● TASK DESCRIPTION:
For every record that follows, transcribe the text exactly and leave any image out.

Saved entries
::::

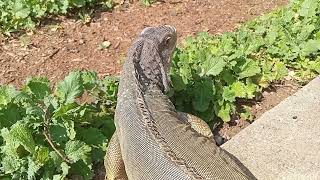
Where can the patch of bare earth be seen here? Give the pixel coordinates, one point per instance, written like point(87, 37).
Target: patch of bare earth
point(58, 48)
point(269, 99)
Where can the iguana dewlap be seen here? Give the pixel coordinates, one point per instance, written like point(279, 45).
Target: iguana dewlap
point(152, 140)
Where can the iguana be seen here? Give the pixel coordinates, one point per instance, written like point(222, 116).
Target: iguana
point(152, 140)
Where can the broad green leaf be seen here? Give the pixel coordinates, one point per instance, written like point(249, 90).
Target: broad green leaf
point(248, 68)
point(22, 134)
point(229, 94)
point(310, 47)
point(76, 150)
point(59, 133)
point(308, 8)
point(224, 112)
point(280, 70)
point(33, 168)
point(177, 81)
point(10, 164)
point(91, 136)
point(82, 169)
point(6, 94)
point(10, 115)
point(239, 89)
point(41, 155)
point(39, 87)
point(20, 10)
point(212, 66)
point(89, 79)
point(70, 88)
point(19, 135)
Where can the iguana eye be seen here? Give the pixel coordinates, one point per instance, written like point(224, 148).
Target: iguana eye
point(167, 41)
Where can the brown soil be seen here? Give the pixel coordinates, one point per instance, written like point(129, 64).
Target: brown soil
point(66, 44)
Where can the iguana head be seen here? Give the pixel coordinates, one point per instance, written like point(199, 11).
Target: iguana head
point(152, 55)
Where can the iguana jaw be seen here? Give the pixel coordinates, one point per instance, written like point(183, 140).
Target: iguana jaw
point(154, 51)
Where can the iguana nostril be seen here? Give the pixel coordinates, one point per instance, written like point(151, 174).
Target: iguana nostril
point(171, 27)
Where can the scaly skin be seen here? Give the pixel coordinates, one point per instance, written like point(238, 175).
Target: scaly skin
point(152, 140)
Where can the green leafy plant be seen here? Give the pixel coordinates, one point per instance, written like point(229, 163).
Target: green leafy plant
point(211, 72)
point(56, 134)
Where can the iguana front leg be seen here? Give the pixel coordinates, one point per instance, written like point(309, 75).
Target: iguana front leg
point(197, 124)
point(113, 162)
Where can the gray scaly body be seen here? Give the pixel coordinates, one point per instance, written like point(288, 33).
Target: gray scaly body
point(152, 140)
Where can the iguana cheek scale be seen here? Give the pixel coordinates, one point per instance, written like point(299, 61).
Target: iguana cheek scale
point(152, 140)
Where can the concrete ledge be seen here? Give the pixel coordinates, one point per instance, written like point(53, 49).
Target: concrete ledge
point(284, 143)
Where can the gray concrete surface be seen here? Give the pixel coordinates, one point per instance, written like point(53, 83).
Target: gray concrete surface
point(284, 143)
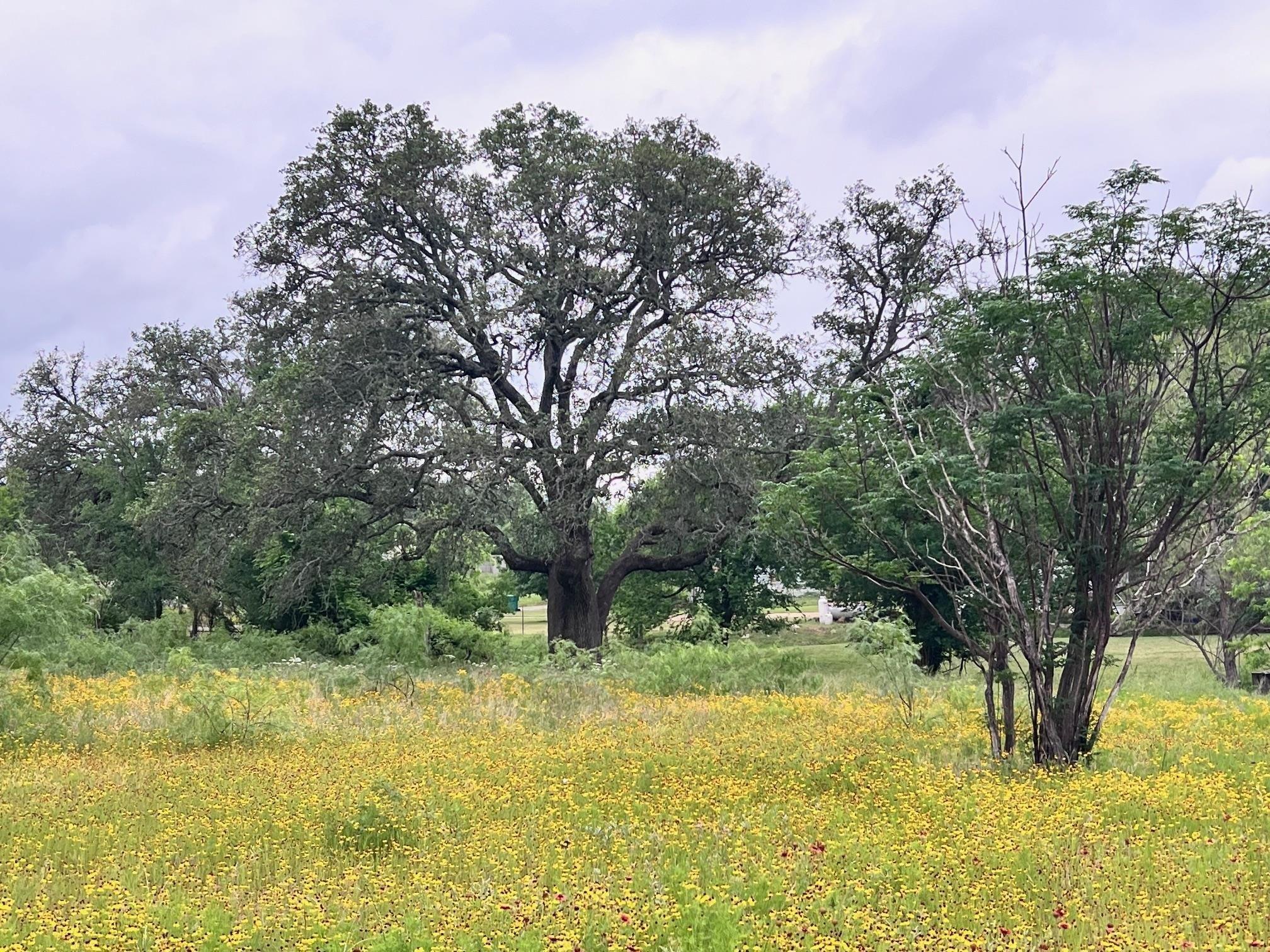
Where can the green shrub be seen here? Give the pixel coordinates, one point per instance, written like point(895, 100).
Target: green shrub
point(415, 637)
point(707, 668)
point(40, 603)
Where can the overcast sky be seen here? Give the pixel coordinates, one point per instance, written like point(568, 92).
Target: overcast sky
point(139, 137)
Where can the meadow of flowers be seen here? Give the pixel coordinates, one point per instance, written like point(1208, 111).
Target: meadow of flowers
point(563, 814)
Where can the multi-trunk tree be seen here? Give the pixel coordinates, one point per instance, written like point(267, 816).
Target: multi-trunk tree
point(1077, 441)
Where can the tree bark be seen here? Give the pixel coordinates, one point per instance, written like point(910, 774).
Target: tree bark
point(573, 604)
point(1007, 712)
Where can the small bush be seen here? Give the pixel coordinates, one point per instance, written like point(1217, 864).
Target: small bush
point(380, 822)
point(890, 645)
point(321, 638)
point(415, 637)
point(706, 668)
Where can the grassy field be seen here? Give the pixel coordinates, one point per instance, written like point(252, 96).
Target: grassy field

::::

● WORKED SOLUTION:
Where can the patch of bare earth be seen here? Give the pixel coordinates, one point per instance, written like point(87, 37).
Target: patch of bare earth
point(58, 48)
point(269, 99)
Where can the iguana dewlap be seen here? Give the pixel coordinates, one point per instance, written like point(279, 45).
Target: iguana dewlap
point(152, 140)
Where can the iguana be seen here? Give the pixel coordinates, one point per instance, written like point(222, 116).
Target: iguana
point(152, 140)
Where can the broad green leaf be seen here? Give the pixel coordinates, one point per instance, written like point(249, 90).
Target: broad green leaf
point(248, 68)
point(22, 134)
point(229, 94)
point(310, 47)
point(76, 150)
point(59, 133)
point(308, 8)
point(224, 112)
point(280, 70)
point(33, 168)
point(177, 81)
point(10, 164)
point(91, 136)
point(82, 169)
point(6, 94)
point(10, 115)
point(239, 89)
point(41, 155)
point(39, 87)
point(20, 10)
point(212, 66)
point(89, 79)
point(70, 88)
point(19, 135)
Where can the iguana eye be seen here? Give the pixel coordinates, one point per instance, written like point(224, 148).
Target: iguana eye
point(167, 41)
Where can the brown soil be seen here? Give the pixel coordinates, one point per instance, written like point(129, 64).
Target: brown soil
point(66, 44)
Where can the iguana head be seen here? Give the pixel coordinates, one point per instance, written like point(199, 11).
Target: iguana head
point(152, 55)
Where can the iguana jaw be seen here? Give the pixel coordinates, one point per instance, written like point(183, 140).
Target: iguana jaw
point(154, 51)
Where can the iguana nostril be seen here? Give the pixel coordinates, one point per instance, written like point(151, 174).
Target: iguana nostril
point(171, 27)
Where can the scaly skin be seen here? Give the pixel coordinates, one point per instance, written like point(238, 175).
Target: scaly skin
point(152, 140)
Where can the green leafy plant be seen here? Give the pixel coordinates, one point per instance, written like point(229, 163).
Target: green leafy plant
point(211, 72)
point(56, 134)
Where can the iguana front leg be seen here? Give the pixel coordinates, one point per instance, written like point(309, 75).
Target: iguana front leg
point(197, 124)
point(113, 162)
Where can the gray scaly body be seen here? Give the pixel coordinates, one point per instance, written like point(288, 33).
Target: gray scaly body
point(152, 140)
Where can the iguana cheek scale be seen here? Give the pixel coordinates, one point per instance, written like point(299, 61).
Target: iguana cheek scale
point(152, 140)
Where can the concrete ledge be seen here? Give the pixel coordinates, one point per instance, written like point(53, 49).
Target: concrete ledge
point(284, 143)
Where can the gray concrete surface be seen here? Give the pixel coordinates, one point per instance, written like point(53, 83).
Target: gray concrete surface
point(284, 143)
Where can the green shrub be seen here? Give the pixel coordinates, one point per instance, written like point(895, 100).
Target: green shrub
point(415, 637)
point(707, 668)
point(40, 603)
Where can the overcast sky be seen here? Give the pixel coordinates, one point per instance, written like point(568, 92).
Target: overcast sky
point(139, 137)
Where can the meadow of flowers be seen here? Give the pixel coordinates, one point per instance, written like point(1208, 111).
Target: meadow of flowers
point(563, 814)
Where can the multi-trunk tree be seen here? Give the pixel coordinates, one point per instance, written like point(267, 816).
Target: multi-trunk tree
point(1077, 441)
Where can the tree bark be seen here? Give the pixel coordinates, one point per instance, written like point(910, 774).
Target: tree bark
point(573, 604)
point(1007, 712)
Where can the small bush be seen here? Give the pixel coordinates, one point per instance, written like point(1217, 864).
Target: small bush
point(380, 822)
point(890, 645)
point(321, 638)
point(415, 637)
point(706, 668)
Where can the grassy field be seen here? Give the pixel coordinates, one point per instance, written like point(252, 96).
Target: grassy field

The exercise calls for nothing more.